TEXT SECTION
------------------------------------
Hi, All.

How does Invenio know where fulltext files are located on disk? For example, where does it store the information that https://edms.classe.cornell.edu/record/132/files/cbx07-34.pdf corresponds to /opt/cds-invenio/var/data/files/g0/228/cbx07-34.pdf?

One obvious problem with the procedure outlined below is that the fulltext files on redms never get transferred over to edms. It would be nice to just copy over the /opt/cds-invenio/var/data/files directory after bibuploading the CBX and CPDRAFT records, but I would need to tell Invenio which files correspond to which records.

Any information would be greatly appreciated.

Many thanks,
Devin

On Sep 16, 2008, at 2:35 PM, Devin Bougie wrote:
...
------------------------------------
AVAILABLE DATA
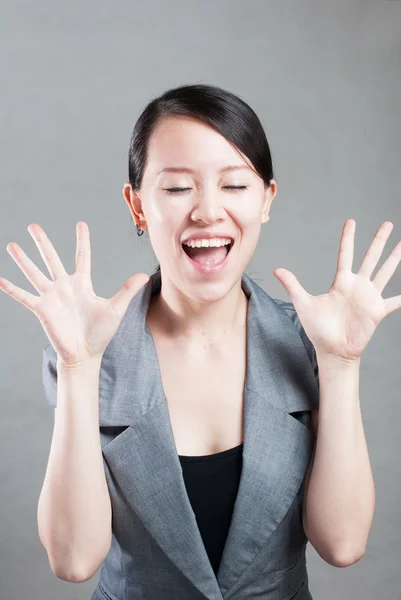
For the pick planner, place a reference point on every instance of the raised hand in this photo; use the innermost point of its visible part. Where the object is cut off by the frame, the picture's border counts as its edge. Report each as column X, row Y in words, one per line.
column 343, row 321
column 78, row 323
------------------------------------
PROBLEMS AND TASKS
- 1) In the forum post about Invenio fulltext files, why isn't copying the /opt/cds-invenio/var/data/files directory after bibuploading the CBX and CPDRAFT records enough by itself? Answer in one to three sentences.
- 2) Please carry on the forum post about Invenio fulltext files from the point where it stops.

EXERCISE ANSWERS
- 1) Copying the directory would only move the files. Invenio would still need to be told which files correspond to which records.

- 2)
Because of this, and unless there are any more enlightened suggestions, I plan on following this procedure: - use wget to dump all records in the Pictures collection into MARCXML from edms, and remove the 001 and 8564 tags entirely.
- completely wipe all records on edms.
- use wget to dump CBX and CPDRAFT collections into MARCXML format from redms - change all 8564 tags that reference www.lepp.cornell.edu into FFT tags - bibupload all CBX and CPDRAFT records into edms (preserving their old recid's) - change redms.classe.cornell.edu to point to the same server as edms.classe.cornell.edu
- bibupload all PICTURE records (giving them new recid's)
- manually upload all images into their appropriate record

This should accomplish most of what we need. Some fulltext files would still point to "https://redms...";, but I don't think that should be a problem since the recid's are consistent and redms will be an alias for edms.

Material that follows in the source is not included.